Luis Rubio
A joke from the old Soviet Union told of a man handing out leaflets at a crowded train station. It didn’t take long for a KGB officer to arrest him, only to discover the leaflets were blank. “What’s the meaning of this?” demanded the agent. The man replied, “What’s there to write? It’s so obvious!” His point was that everyone already knew, or would quickly grasp, the message—because it was common sense. Everyone understood the regime was inefficient and oppressive, though not all had yet concluded it was unsustainable. By drawing attention in a public space, the pamphleteer was giving flight to the discontent that everyone shared, many without even realizing it.

The similarity between Soviet jokes and those about Mexico’s old political system is well-known—and remains all too current. The overwhelming majority of Mexicans never learned about the great electoral revolution of the 1990s, the emergence of democracy, the creation of autonomous institutions, and the rise of checks on executive power. Nor have they noticed the threats looming over those achievements, the ruling party’s growing control, or the risks posed by the possible unraveling of democracy itself. Two Mexicos exist, but they are not entirely disconnected.

The divide is vast and deep, yet all Mexicans share grievances, unmet demands, and simmering frustrations. The hardships of a peasant in the mountains of Oaxaca may seem trivial to a well-heeled lawyer, but for that farmer, nothing is more important than the lack of water or seed, or the abuses of the official who buys his crops and sells him inputs. The lawyer’s grievances are different, but no less real.

→ **Stated exercise 1**
Name every development that, according to the opinion piece, the overwhelming majority of Mexicans never learned about.
→ **Stated exercise 2**
In the opinion piece, what did the KGB officer find when he examined the man's leaflets?
→ **Stated exercise 3**
Repeat the opinion piece word for word, between "The similarity between" and "not entirely disconnected.", inclusive.

→ **Dataset entries**

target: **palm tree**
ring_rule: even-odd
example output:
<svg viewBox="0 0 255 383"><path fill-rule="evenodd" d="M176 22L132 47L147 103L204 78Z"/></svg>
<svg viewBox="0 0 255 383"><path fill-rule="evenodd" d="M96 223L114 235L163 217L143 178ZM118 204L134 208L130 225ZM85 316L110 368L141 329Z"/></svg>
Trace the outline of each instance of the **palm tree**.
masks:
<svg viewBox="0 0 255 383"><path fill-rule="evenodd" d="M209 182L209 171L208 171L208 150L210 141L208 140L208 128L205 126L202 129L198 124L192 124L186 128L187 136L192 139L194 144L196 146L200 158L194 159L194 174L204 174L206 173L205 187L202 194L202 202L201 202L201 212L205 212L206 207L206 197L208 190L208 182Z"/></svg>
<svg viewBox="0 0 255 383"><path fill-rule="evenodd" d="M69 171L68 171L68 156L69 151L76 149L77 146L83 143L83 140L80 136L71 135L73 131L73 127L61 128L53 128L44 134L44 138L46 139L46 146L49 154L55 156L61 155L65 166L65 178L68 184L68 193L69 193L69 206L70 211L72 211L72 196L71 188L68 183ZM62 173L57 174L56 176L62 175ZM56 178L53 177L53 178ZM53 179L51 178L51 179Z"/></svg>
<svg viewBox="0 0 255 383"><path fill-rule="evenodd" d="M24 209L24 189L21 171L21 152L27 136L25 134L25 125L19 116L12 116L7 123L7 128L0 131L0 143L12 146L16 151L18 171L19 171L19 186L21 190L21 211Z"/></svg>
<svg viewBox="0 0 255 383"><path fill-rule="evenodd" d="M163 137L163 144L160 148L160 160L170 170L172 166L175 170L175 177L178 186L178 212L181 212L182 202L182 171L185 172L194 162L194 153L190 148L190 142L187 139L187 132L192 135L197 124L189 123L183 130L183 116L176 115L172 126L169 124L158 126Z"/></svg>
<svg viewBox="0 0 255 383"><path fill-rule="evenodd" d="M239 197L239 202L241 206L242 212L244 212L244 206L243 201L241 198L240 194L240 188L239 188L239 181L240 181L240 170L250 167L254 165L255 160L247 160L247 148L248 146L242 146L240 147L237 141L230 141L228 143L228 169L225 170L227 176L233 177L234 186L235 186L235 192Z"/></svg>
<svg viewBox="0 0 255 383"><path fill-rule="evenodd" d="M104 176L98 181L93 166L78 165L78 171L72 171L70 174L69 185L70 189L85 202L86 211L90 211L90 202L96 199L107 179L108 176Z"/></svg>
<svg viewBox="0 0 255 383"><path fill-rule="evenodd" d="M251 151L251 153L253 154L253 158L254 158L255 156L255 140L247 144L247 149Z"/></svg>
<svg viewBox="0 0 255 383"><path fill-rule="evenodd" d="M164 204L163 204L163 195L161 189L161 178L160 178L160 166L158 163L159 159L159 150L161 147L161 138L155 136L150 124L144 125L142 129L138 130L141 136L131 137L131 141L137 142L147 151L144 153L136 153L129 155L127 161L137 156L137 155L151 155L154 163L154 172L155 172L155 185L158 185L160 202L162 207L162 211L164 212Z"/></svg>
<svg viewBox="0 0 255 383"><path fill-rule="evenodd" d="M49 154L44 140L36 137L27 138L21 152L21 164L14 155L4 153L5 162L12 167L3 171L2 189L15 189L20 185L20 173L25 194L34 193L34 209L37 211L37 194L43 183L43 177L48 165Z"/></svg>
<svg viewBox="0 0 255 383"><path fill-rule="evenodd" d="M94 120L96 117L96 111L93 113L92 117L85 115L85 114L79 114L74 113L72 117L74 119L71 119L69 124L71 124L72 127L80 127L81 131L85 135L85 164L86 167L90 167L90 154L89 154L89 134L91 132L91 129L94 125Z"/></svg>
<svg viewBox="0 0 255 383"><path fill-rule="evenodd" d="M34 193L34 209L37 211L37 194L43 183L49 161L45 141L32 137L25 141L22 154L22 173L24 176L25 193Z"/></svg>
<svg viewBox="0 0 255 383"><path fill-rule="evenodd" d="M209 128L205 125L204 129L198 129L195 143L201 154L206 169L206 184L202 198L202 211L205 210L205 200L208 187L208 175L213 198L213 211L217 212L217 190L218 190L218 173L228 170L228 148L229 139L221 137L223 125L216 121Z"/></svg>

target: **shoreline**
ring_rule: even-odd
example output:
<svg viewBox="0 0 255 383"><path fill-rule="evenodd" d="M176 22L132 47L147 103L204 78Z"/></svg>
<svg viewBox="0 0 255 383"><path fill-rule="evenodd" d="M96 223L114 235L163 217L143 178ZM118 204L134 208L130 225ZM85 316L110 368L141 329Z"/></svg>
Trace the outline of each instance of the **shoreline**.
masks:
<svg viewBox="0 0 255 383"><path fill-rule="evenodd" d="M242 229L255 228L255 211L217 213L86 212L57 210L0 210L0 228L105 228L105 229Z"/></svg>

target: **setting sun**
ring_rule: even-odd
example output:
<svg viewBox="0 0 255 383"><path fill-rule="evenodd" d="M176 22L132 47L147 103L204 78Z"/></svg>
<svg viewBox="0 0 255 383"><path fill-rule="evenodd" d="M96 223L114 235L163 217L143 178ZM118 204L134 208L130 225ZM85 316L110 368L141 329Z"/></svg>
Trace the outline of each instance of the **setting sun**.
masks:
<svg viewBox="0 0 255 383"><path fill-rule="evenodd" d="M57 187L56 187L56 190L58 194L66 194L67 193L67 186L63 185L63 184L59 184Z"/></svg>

→ **Finished answer 1**
- The great electoral revolution of the 1990s
- The emergence of democracy
- The creation of autonomous institutions
- The rise of checks on executive power

→ **Finished answer 2**
The leaflets were blank.

→ **Finished answer 3**
The similarity between Soviet jokes and those about Mexico’s old political system is well-known—and remains all too current. The overwhelming majority of Mexicans never learned about the great electoral revolution of the 1990s, the emergence of democracy, the creation of autonomous institutions, and the rise of checks on executive power. Nor have they noticed the threats looming over those achievements, the ruling party’s growing control, or the risks posed by the possible unraveling of democracy itself. Two Mexicos exist, but they are not entirely disconnected.